* **EXERCISE**
Convert every row below into a Markdown table with two columns, "No" for the row number and "Line" for the row's text, and leave out any blank lines.

---*---

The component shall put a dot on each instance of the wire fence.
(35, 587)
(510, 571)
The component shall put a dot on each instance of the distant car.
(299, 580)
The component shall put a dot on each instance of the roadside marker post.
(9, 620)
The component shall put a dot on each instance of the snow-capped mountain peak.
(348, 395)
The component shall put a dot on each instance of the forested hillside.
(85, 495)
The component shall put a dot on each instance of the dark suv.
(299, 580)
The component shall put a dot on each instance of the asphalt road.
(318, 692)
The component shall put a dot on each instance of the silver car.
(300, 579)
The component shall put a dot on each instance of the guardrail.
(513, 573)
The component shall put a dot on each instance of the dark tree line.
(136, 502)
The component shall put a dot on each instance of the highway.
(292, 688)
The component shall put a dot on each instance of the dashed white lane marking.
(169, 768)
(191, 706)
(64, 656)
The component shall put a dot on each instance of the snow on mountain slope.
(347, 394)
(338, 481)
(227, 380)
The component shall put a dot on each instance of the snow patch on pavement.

---*---

* **THE RESPONSE**
| No | Line |
|---|---|
| 1 | The component shall put a dot on each instance of the wire fence. |
| 2 | (35, 587) |
| 3 | (510, 571) |
| 4 | The component shall put a dot on each instance of the distant car. |
| 5 | (299, 580) |
| 6 | The component shall put a dot on each instance of the roadside marker post. |
| 7 | (9, 620) |
| 8 | The component shall put a dot on each instance of the snow-capped mountain peak. |
| 9 | (348, 395) |
| 10 | The component shall put a dot on each instance of the forested hillside. |
| 11 | (85, 495) |
| 12 | The component shall put a dot on each instance of the dark suv. |
| 13 | (299, 580) |
| 14 | The component shall put a dot on each instance of the asphalt road. |
| 15 | (318, 692) |
| 16 | The component shall put a dot on each instance of the silver car. |
| 17 | (300, 579) |
| 18 | The component shall put a dot on each instance of the guardrail. |
| 19 | (513, 573) |
| 20 | The component shall put a dot on each instance of the dark tree line. |
| 21 | (136, 502) |
| 22 | The component shall put a dot on each instance of the highway. |
| 23 | (292, 688) |
| 24 | The component shall put a dot on each instance of the dashed white lane marking. |
| 25 | (169, 768) |
| 26 | (191, 706) |
| 27 | (64, 656) |
| 28 | The component shall put a dot on each instance of the snow on mountain slope. |
| 29 | (347, 394) |
| 30 | (338, 481) |
| 31 | (227, 380) |
| 32 | The component shall put a dot on each instance of the snow patch on pavement. |